### Try it
Each entry below must appear in the output exactly as written.

BEGIN Input data

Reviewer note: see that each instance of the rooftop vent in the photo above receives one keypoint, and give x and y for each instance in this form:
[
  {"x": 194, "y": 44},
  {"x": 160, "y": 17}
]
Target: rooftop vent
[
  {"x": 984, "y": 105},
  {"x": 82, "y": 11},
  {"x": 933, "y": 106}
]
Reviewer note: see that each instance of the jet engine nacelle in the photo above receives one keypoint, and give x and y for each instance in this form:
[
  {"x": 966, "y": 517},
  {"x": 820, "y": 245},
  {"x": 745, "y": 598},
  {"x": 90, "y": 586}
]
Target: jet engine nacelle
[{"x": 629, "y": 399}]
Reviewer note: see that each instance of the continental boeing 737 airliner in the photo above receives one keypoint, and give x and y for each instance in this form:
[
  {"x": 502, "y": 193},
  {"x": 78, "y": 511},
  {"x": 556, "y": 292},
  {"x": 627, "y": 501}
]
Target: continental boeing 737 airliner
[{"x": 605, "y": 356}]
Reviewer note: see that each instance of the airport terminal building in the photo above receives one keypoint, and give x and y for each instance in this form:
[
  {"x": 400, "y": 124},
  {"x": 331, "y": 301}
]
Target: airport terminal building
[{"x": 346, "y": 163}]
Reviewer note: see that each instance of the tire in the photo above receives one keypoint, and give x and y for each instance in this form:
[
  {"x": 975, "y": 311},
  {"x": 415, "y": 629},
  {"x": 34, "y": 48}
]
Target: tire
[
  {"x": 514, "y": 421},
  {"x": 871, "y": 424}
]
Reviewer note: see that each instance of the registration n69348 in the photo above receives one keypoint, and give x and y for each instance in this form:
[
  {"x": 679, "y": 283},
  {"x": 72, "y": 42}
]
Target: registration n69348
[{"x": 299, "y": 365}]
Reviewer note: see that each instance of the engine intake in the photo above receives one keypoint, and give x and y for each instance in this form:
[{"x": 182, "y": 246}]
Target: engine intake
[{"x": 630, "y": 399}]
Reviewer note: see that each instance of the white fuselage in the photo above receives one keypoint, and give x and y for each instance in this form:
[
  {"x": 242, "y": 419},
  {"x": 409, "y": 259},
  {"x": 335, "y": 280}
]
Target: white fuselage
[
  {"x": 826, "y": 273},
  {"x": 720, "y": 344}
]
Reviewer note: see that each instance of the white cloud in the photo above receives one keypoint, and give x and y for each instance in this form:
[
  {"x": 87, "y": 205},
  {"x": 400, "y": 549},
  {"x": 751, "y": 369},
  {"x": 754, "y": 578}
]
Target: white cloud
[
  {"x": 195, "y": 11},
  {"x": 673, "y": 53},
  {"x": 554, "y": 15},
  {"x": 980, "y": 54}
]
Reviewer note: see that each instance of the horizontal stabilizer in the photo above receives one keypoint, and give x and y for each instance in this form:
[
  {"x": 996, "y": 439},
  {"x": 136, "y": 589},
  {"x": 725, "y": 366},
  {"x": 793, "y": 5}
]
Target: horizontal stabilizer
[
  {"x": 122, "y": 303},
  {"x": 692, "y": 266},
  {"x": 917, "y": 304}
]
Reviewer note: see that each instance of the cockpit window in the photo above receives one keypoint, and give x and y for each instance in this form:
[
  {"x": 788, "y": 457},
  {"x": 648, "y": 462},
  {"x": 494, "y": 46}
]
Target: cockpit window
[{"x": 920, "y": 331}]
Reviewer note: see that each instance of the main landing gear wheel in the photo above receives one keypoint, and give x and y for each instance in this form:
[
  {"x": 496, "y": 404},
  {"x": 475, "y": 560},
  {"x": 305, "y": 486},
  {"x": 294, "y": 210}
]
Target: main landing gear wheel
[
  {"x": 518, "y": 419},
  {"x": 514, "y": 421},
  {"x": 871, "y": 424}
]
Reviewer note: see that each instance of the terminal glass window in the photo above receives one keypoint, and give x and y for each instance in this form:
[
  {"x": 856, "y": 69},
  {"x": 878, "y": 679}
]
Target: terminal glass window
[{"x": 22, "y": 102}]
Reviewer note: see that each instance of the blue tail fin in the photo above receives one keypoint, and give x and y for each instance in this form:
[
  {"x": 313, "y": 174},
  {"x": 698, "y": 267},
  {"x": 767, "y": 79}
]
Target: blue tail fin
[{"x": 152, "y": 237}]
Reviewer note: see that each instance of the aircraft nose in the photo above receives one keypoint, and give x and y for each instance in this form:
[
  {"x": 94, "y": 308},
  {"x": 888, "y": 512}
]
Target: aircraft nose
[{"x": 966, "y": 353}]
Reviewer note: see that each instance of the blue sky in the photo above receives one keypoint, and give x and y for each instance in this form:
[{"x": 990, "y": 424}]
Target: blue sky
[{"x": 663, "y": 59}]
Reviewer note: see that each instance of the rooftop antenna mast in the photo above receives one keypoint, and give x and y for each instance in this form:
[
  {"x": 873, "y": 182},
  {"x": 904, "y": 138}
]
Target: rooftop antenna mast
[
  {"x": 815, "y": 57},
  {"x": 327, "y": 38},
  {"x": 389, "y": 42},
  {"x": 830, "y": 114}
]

END Input data

### Answer space
Reviewer note: see that each instance of the rooftop vent in the photo above receives one keypoint, and give x and y for each instance in this form:
[
  {"x": 194, "y": 44},
  {"x": 160, "y": 17}
]
Target: rooftop vent
[
  {"x": 984, "y": 105},
  {"x": 82, "y": 11},
  {"x": 933, "y": 106}
]
Reviewer note: see that each instance of the jet engine nacelle in the photo above receives one keypoint, and give x and y for each instance in this form:
[
  {"x": 966, "y": 517},
  {"x": 820, "y": 245},
  {"x": 745, "y": 598},
  {"x": 90, "y": 586}
]
Target: jet engine nacelle
[{"x": 629, "y": 399}]
Reviewer note: see that each instance of the continental boeing 737 airliner in the photo above receives one keypoint, and give x and y for each instance in this form:
[
  {"x": 502, "y": 193},
  {"x": 78, "y": 511},
  {"x": 556, "y": 292},
  {"x": 627, "y": 501}
]
Target: continental boeing 737 airliner
[{"x": 605, "y": 356}]
Reviewer note: see that each instance of the airport terminal building in the photo above receives one keypoint, and give x and y for each instance in this form:
[
  {"x": 400, "y": 124},
  {"x": 331, "y": 301}
]
Target: airport terminal building
[{"x": 346, "y": 163}]
Reviewer note: see that each instance of the tire in the photo above receives one keypoint, and give x and y for each instance in this form:
[
  {"x": 975, "y": 311},
  {"x": 415, "y": 629},
  {"x": 34, "y": 48}
]
Target: tire
[
  {"x": 514, "y": 421},
  {"x": 871, "y": 424}
]
Reviewer note: see that each instance of the registration n69348 in the photo above receives one keypoint, and give x and y for each instance in this form:
[
  {"x": 679, "y": 283},
  {"x": 72, "y": 42}
]
Target: registration n69348
[{"x": 299, "y": 365}]
Reviewer note: see that each instance of the engine intake in the photo above receives one keypoint, and give x and y for each instance in this form:
[{"x": 182, "y": 246}]
Target: engine intake
[{"x": 630, "y": 399}]
Reviewer note: see that each instance of the white fuselage in the photo above receives one keypoint, and give x and y for each instance in this form:
[
  {"x": 242, "y": 419},
  {"x": 409, "y": 259},
  {"x": 335, "y": 280}
]
Target: white fuselage
[
  {"x": 826, "y": 273},
  {"x": 720, "y": 344}
]
Reviewer note: see that each instance of the white cloud in the photo above receives one keypoint, and give x and y for each instance in this form:
[
  {"x": 87, "y": 205},
  {"x": 400, "y": 549},
  {"x": 751, "y": 369},
  {"x": 754, "y": 578}
]
Target: white cloud
[
  {"x": 195, "y": 11},
  {"x": 673, "y": 53},
  {"x": 554, "y": 15},
  {"x": 980, "y": 54}
]
Reviewer note: see that each instance of the horizontal stabilizer in the photo above receives one keypoint, and give x and y for each instance in this form:
[
  {"x": 996, "y": 439},
  {"x": 136, "y": 589},
  {"x": 725, "y": 366},
  {"x": 793, "y": 5}
]
Target: horizontal stabilizer
[
  {"x": 122, "y": 303},
  {"x": 692, "y": 266},
  {"x": 917, "y": 304}
]
Reviewer note: see that each instance of the cockpit window in the photo above receives one keypoint, and give x and y for each instance in this form:
[
  {"x": 788, "y": 457},
  {"x": 648, "y": 462},
  {"x": 494, "y": 46}
]
Target: cockpit window
[{"x": 920, "y": 331}]
Reviewer note: see that each instance of the main landing gear wheel in the photo above receives one keypoint, and give x and y for each instance in this form:
[
  {"x": 496, "y": 404},
  {"x": 475, "y": 560},
  {"x": 305, "y": 486},
  {"x": 294, "y": 210}
]
Target: main landing gear wheel
[
  {"x": 518, "y": 419},
  {"x": 514, "y": 421},
  {"x": 871, "y": 424}
]
Reviewer note: see that each instance of the terminal glass window in the photo above receives one keypoint, and give x and y for each instance in this form:
[
  {"x": 856, "y": 69},
  {"x": 878, "y": 679}
]
Target: terminal glass window
[{"x": 22, "y": 102}]
Reviewer note: see that each instance of the blue tail fin in the photo above receives one keypoint, and give x and y for each instance in this form:
[
  {"x": 313, "y": 174},
  {"x": 698, "y": 267},
  {"x": 767, "y": 79}
]
Target: blue tail fin
[{"x": 152, "y": 237}]
Reviewer note: see that each instance of the aircraft nose in the photo above receives one keypoint, and give x and y for each instance in this form:
[
  {"x": 94, "y": 308},
  {"x": 888, "y": 512}
]
Target: aircraft nose
[{"x": 966, "y": 353}]
Reviewer note: see that each instance of the blue sky in the photo above receives one keypoint, and give x and y for each instance in this form:
[{"x": 990, "y": 424}]
Target: blue sky
[{"x": 663, "y": 59}]
Reviewer note: see that each instance of the rooftop antenna mast in the photo above receives one keypoint, and give x and y for each instance in this form:
[
  {"x": 873, "y": 182},
  {"x": 904, "y": 138}
]
Target: rooftop antenna mast
[
  {"x": 815, "y": 57},
  {"x": 327, "y": 38},
  {"x": 389, "y": 42},
  {"x": 830, "y": 114}
]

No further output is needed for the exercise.